Start of Block

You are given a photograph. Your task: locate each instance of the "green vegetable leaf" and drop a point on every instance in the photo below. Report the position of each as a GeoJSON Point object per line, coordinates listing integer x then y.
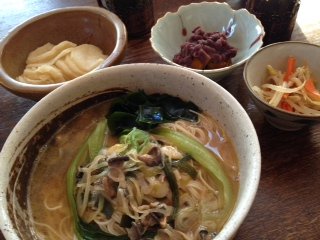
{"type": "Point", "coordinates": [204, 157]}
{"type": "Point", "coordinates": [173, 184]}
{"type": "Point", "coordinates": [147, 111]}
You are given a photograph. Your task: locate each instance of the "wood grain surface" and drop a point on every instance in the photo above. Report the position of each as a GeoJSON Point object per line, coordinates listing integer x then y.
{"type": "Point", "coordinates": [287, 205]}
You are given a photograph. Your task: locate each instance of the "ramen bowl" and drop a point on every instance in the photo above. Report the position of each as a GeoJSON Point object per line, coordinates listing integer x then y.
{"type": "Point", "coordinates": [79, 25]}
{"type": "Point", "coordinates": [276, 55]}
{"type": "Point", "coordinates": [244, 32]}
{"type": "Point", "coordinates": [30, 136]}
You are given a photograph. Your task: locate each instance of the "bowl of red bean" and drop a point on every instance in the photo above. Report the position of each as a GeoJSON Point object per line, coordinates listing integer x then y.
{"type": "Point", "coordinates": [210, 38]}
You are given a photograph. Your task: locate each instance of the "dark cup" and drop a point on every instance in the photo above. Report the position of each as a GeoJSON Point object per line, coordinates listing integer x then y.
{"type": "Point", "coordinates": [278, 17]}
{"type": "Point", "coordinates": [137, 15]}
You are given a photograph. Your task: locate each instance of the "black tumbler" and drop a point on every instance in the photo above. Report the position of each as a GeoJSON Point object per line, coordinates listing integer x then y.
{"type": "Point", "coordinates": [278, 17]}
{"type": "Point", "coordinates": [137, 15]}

End of Block

#### [Work to complete]
The listing must be repeated word for word, and none of its pictures may appear in the copy.

#### [Your response]
You are given a photograph. Your task: locate each instance of the "green vegetable leaf" and drop a point on every instance in the photo below. Report the position of each as a GeoJSON Point object per line, coordinates listing integer x then y.
{"type": "Point", "coordinates": [204, 157]}
{"type": "Point", "coordinates": [173, 184]}
{"type": "Point", "coordinates": [147, 111]}
You are given a photograph. Your task: locate each instance of the "wood grain surface" and drop a point on every instance in the photo above. Report the position of each as a GeoJSON Point object per line, coordinates listing integer x then y.
{"type": "Point", "coordinates": [287, 205]}
You are given a photograph. Your task: locate each instance of the "ramen bowl" and drop a point on every instance in the photo above. Report the position of each as a GeoJSON Point object per line, coordinates listing integer x then y.
{"type": "Point", "coordinates": [79, 25]}
{"type": "Point", "coordinates": [276, 55]}
{"type": "Point", "coordinates": [244, 32]}
{"type": "Point", "coordinates": [30, 136]}
You are given a photograph. Your task: locate each instance of the "bowl of red bean" and drop a point on every instance in the photo above. Report the position of each as a GeoJSON Point object per line, coordinates listing integer x then y.
{"type": "Point", "coordinates": [210, 38]}
You are given a photograph. Your task: locate each instance of the "dark cup" and drop a point on every instance in the photo above. Report the position of each as a GeoJSON Point object per line, coordinates listing integer x then y.
{"type": "Point", "coordinates": [278, 17]}
{"type": "Point", "coordinates": [137, 15]}
You are given a photograph. Your task: locate each instance of the "black tumbler" and drop a point on every instance in the photo above. Report the position of each as a GeoJSON Point object per line, coordinates listing integer x then y.
{"type": "Point", "coordinates": [278, 17]}
{"type": "Point", "coordinates": [137, 15]}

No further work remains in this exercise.